任務目標: 續寫這段講MySQL優化器執行計劃結構的文字，從它的最後一句之後接著寫。

原文摘錄:
接下來我們進入了邏輯計劃生成實體計劃的過程，本文還是注重于結構的解析，而不去介紹生成的細節，MySQL過去在8.0.22之前，主要依賴的結構就是JOIN和QEP_TAB。JOIN是與之對應的每個Query_block，而QEP_TAB對應的每個Query_block涉及到的具體“表”的順序、方法和執行計劃。然而在8.0.22之後，新的基于Hypergraph的優化器算法成功的抛棄了QEP_TAB結構來表達左深樹的執行計劃，而直接使用HyperNode/HyperEdge的圖來表示執行計劃。

舉例可以看到資料結構表達的left deep tree和超圖結構表達的bushy tree對應的不同計劃展現：

| -> Inner hash join (no condition)  (cost=1.40 rows=1)
    -> Table scan on R4  (cost=0.35 rows=1)
    -> Hash
        -> Inner hash join (no condition)  (cost=1.05 rows=1)
            -> Table scan on R3  (cost=0.35 rows=1)
            -> Hash
                -> Inner hash join (no condition)  (cost=0.70 rows=1)
                    -> Table scan on R2  (cost=0.35 rows=1)
                    -> Hash
                        -> Table scan on R1  (cost=0.35 rows=1)

| -> Nested loop inner join  (cost=0.55..0.55 rows=0)
    -> Nested loop inner join  (cost=0.50..0.50 rows=0)
        -> Table scan on R4  (cost=0.25..0.25 rows=1)
        -> Filter: (R4.c1 = R3.c1)  (cost=0.35..0.35 rows=0)
            -> Table scan on R3  (cost=0.25..0.25 rows=1)
    -> Nested loop inner join  (cost=0.50..0.50 rows=0)
        -> Table scan on R2  (cost=0.25..0.25 rows=1)
        -> Filter: (R2.c1 = R1.c1)  (cost=0.35..0.35 rows=0)
            -> Table scan on R1  (cost=0.25..0.25 rows=1)           

MySQL8.0.2x為了更好的相容兩種優化器，引入了新的類AccessPath，可以認為這是MySQL為了解耦執行器和不同優化器抽象出來的Plan Tree。

1 老優化器的入口

老優化器仍然走JOIN::optimize來把query block轉換成query execution plan (QEP)。

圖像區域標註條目
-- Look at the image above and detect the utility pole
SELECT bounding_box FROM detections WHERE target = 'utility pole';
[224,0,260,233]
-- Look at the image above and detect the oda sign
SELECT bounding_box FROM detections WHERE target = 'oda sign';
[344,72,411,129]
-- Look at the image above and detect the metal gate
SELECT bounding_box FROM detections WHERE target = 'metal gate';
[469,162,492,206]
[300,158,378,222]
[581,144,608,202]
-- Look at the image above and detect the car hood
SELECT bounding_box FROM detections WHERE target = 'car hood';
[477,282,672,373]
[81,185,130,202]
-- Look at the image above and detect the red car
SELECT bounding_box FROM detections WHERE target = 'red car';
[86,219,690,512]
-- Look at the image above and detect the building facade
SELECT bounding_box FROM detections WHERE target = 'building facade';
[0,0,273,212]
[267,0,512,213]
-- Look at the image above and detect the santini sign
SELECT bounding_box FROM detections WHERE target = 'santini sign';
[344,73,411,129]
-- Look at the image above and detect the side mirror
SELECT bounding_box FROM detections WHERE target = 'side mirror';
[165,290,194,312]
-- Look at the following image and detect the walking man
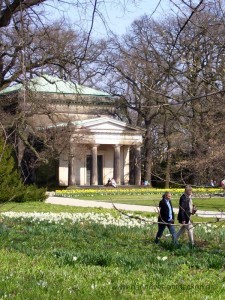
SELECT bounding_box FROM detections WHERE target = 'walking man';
[177,186,196,245]
[155,192,177,244]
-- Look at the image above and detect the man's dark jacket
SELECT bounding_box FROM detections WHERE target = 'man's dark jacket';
[177,194,191,223]
[158,198,174,223]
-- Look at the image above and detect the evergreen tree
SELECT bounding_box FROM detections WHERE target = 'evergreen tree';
[0,138,25,202]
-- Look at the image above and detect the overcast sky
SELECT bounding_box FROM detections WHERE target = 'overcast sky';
[44,0,173,37]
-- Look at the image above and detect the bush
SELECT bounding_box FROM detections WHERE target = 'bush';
[0,138,46,202]
[16,185,47,202]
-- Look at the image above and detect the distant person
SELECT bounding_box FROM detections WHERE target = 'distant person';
[220,179,225,189]
[111,178,117,187]
[177,186,196,245]
[106,178,112,186]
[210,179,215,187]
[155,192,177,244]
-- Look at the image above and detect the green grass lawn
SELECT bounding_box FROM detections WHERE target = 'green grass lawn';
[76,195,225,211]
[0,203,225,300]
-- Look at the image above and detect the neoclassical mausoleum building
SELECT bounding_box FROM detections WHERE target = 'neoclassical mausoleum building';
[0,75,144,186]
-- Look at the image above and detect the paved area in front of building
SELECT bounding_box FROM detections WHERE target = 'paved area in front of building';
[45,196,225,219]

任務回答:
這個階段仍然做一些邏輯的重寫工作，這個階段的轉換可以了解為基于cost-based優化前做準備，詳細步驟如下：

• Logical transformations
  • optimize_derived : Optimize the query expression representing a derived table/view.
  • optimize_cond : Equality/constant propagation.
  • prune_table_partitions : Partition pruning.
  • optimize_aggregated_query : COUNT(*), MIN(), MAX() constant substitution in case of implicit grouping.
  • substitute_gc : ORDER BY optimization, substitute all expressions in the WHERE condition and ORDER/GROUP lists that match generated columns (GC) expressions with GC fields, if any.
• Perform cost-based optimization of table order and access path selection.
  • JOIN::make_join_plan() : Set up join order and initial access paths.
• Post-join order optimization
  • substitute_for_best_equal_field : Create optimal table conditions from the where clause and the join conditions.
  • make_join_query_block : Inject outer-join guarding conditions.
  • Adjust data access methods after determining table condition (several times).
  • optimize_distinct_group_order : Optimize ORDER BY/DISTINCT.
  • optimize_fts_query : Perform FULLTEXT search before all regular searches.
  • remove_eq_conds : Removes const and eq items. Returns the new item, or nullptr if no condition.
  • replace_index_subquery/create_access_paths_for_index_subquery : See if this subquery can be evaluated with subselect_indexsubquery_engine.
  • setup_join_buffering : Check whether join cache could be used.
• Code generation
  • alloc_qep(tables) : Create QEP_TAB array.
  • test_skip_sort : Try to optimize away sorting/distinct.
  • make_join_readinfo : Plan refinement stage: do various setup things for the executor.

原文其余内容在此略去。